AK Parti İstanbul 1. Bölge Milletvekili Aday Adayı Bülent Aydın, siyasi gündemle ilgili yaptığı
değerlendirmede; Millet İttifakı içinde yer alan Atatürkçü, ulusalcı, milliyetçi, muhafazakar
kanada çarpıcı bir göndermede bulundu.
İYİ Parti Genel Başkan Yardımcısı Yavuz Ağıralioğlu’nun “Bu vebale ortak olmayın” sözünü
değerlendiren Aydın şu sözlere yer verdi: “Önümüzdeki seçimler sadece Cumhurbaşkanının
ve milletvekillerinin belirleneceği bir seçim olmayacak. Bu seçimlerde Türkiye
Cumhuriyeti’nin yeni yüzyıldaki yürüyüşü de şekillenecek.
Türkiye’yi bölmek, parçalamak, zayıf düşürmek, kolay lokma haline getirmek isteyen güçler;
bunu içerideki iş birlikçileri aracılığı ile gerçekleştirmek istiyorlar. Bunun için de öncelikli
olarak HDP kozunu öne sürüyorlar.
PKK dilini kullanan HDP yönetimi içinde yer alan figürler ‘Türkiye’nin eyaletlere bölünmesini,
Doğu ve Güneydoğu’daki illerimize özerklik verilerek ayrıştırılmasını’ her zamankinden daha
net bir şekilde ifade ediyorlar.
501 formülü ile kendini HDP’ye mahkum gören Kılıçdaroğlu da, yapılan ikili görüşmelerde
bu isteğe yeşil ışık yakmış görünüyor.

-*-*-

**Görev Listesi:**
**A)** Sayfa metnine göre şu soruları yanıtlayın:
(i) Bülent Aydın hangi partinin hangi bölgeden milletvekili aday adayıdır?
(ii) Aydın'ın değerlendirdiği "Bu vebale ortak olmayın" sözü kime aittir?
(iii) Kılıçdaroğlu kendini hangi formülle HDP'ye mahkum görmektedir?
**B)** Sayfa metninde "Türkiye’yi bölmek, parçalamak, zayıf" sözlerini içeren ifadeyle açılıp "ışık yakmış görünüyor." ile kapanan bölümü, "yeşil ışık yakmış" yerine "onay vermiş" koyarak güncelleyin ve yeniden yazın.

**Ham Veriler:**
-*-*-

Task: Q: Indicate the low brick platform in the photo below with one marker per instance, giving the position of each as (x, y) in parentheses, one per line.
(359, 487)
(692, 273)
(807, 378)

-*-*-

**Yanıt Listesi:**
**A)**
(i) AK Parti'nin İstanbul 1. Bölge milletvekili aday adayıdır.
(ii) İYİ Parti Genel Başkan Yardımcısı Yavuz Ağıralioğlu'na aittir.
(iii) 501 formülüyle.

**B)**
Türkiye’yi bölmek, parçalamak, zayıf düşürmek, kolay lokma haline getirmek isteyen güçler;
bunu içerideki iş birlikçileri aracılığı ile gerçekleştirmek istiyorlar. Bunun için de öncelikli
olarak HDP kozunu öne sürüyorlar.
PKK dilini kullanan HDP yönetimi içinde yer alan figürler ‘Türkiye’nin eyaletlere bölünmesini,
Doğu ve Güneydoğu’daki illerimize özerklik verilerek ayrıştırılmasını’ her zamankinden daha
net bir şekilde ifade ediyorlar.
501 formülü ile kendini HDP’ye mahkum gören Kılıçdaroğlu da, yapılan ikili görüşmelerde
bu isteğe onay vermiş görünüyor.